## WRITTEN INSTRUCTION
Put each line of the material below into a JSON list of strings, one string per line, skipping blank lines. Leave the pictures out.

Stored records

^^^^^^^^^^^^^^^^

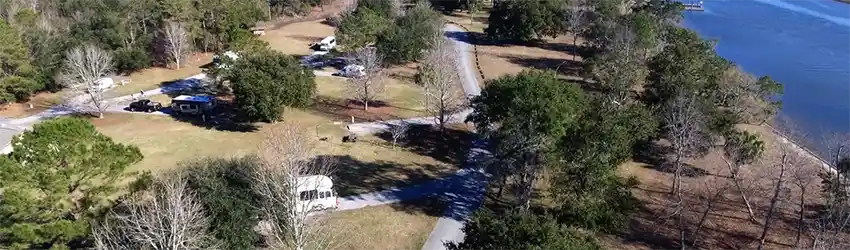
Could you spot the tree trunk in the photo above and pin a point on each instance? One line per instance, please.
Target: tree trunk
(575, 46)
(773, 202)
(702, 220)
(800, 215)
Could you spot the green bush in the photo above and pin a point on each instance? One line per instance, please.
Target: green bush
(520, 231)
(224, 188)
(526, 20)
(263, 82)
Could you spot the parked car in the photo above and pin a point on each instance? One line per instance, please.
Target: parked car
(193, 105)
(351, 70)
(145, 105)
(326, 44)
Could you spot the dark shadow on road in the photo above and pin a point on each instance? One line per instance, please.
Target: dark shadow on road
(354, 177)
(566, 67)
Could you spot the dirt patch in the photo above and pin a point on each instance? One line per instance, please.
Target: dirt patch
(152, 78)
(728, 225)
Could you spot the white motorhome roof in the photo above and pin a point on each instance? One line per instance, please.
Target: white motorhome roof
(311, 182)
(327, 40)
(193, 98)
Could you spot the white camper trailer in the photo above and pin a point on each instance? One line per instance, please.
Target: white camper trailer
(316, 193)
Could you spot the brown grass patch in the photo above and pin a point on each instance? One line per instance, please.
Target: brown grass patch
(152, 78)
(368, 165)
(40, 102)
(727, 226)
(295, 38)
(497, 60)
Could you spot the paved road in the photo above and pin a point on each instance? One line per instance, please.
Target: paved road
(464, 196)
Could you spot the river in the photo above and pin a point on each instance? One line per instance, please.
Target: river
(804, 44)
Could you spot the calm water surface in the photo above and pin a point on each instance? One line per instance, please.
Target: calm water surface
(805, 44)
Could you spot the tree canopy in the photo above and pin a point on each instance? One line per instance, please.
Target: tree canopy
(526, 20)
(264, 82)
(60, 174)
(515, 230)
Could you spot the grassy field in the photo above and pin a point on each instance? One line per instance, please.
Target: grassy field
(40, 102)
(497, 59)
(368, 165)
(393, 227)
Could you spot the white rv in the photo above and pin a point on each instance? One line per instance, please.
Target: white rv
(316, 193)
(328, 43)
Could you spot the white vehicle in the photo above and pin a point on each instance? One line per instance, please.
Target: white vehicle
(352, 70)
(328, 43)
(316, 193)
(229, 54)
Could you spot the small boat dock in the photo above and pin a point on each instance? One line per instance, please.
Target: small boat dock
(693, 6)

^^^^^^^^^^^^^^^^

## EXERCISE RESULT
[
  "Could you spot the tree trunk in the photo above and pin a point on each instance? One line per instance, please.",
  "Target: tree trunk",
  "(575, 46)",
  "(773, 202)",
  "(702, 220)",
  "(800, 215)",
  "Could you spot the green bush in the photo above and pin a point on each instance? One line per instance, please.",
  "Target: green bush",
  "(520, 231)",
  "(224, 188)",
  "(526, 20)",
  "(263, 82)",
  "Could you spot the parked car in the photo above and pin a point on each instance? One line per instance, please.",
  "Target: parked car",
  "(193, 105)",
  "(351, 70)",
  "(145, 105)",
  "(326, 44)",
  "Could you spot the dark shadow on road in the photo above and pin a point on each instance? One line per instance, please.",
  "Target: dark shadow on road",
  "(354, 177)",
  "(566, 67)",
  "Could you spot the dirt patch in the photo above and pin a point on each instance? One line per instance, please.",
  "Target: dirt patch",
  "(152, 78)",
  "(728, 225)",
  "Could you spot the white motorhome roof in the photo above and pin a point on each instance? One line per instance, please.",
  "Target: white motorhome roof",
  "(311, 182)",
  "(327, 40)",
  "(193, 98)",
  "Could you spot the white camper trailer in the photo above and pin a point on each instance? One line per instance, please.",
  "Target: white camper trailer",
  "(316, 193)",
  "Could you spot the brown grass patch in the photo above and pin a point on each instance? One line per instance, please.",
  "Target: brown grass patch",
  "(152, 78)",
  "(368, 165)",
  "(40, 102)",
  "(727, 226)",
  "(295, 38)",
  "(497, 60)",
  "Could you spot the paved road in the photo above and pin a point on each instance? One line per instance, please.",
  "Target: paved road",
  "(464, 196)",
  "Could you spot the river in the photo above and pin a point on each instance? One line per instance, please.",
  "Target: river",
  "(804, 44)",
  "Could you spot the calm water surface in the photo above and pin a point on each instance? One line per instance, please.",
  "Target: calm water surface",
  "(805, 44)",
  "Could you spot the tree canopy in the photo above and pin a point on each instance? One line per instance, please.",
  "Target: tree canopy",
  "(526, 20)",
  "(264, 82)",
  "(60, 174)",
  "(515, 230)",
  "Could you spot the grassy field in the photo above and pin a point on each instance? One line per instance, please.",
  "Target: grassy field",
  "(40, 102)",
  "(497, 59)",
  "(368, 165)",
  "(393, 227)",
  "Could you spot the white rv in the photo above and pin a point on each instance? One line per instance, please.",
  "Target: white rv",
  "(316, 193)",
  "(328, 43)",
  "Could you spot the white vehicle in the photo above and pin a point on each instance? One line per instance, please.",
  "Target: white vehicle",
  "(352, 70)",
  "(328, 43)",
  "(316, 193)",
  "(229, 54)",
  "Could you spot the small boat dock in the photo above and pin a point on each instance? One line per instance, please.",
  "Target: small boat dock",
  "(693, 6)"
]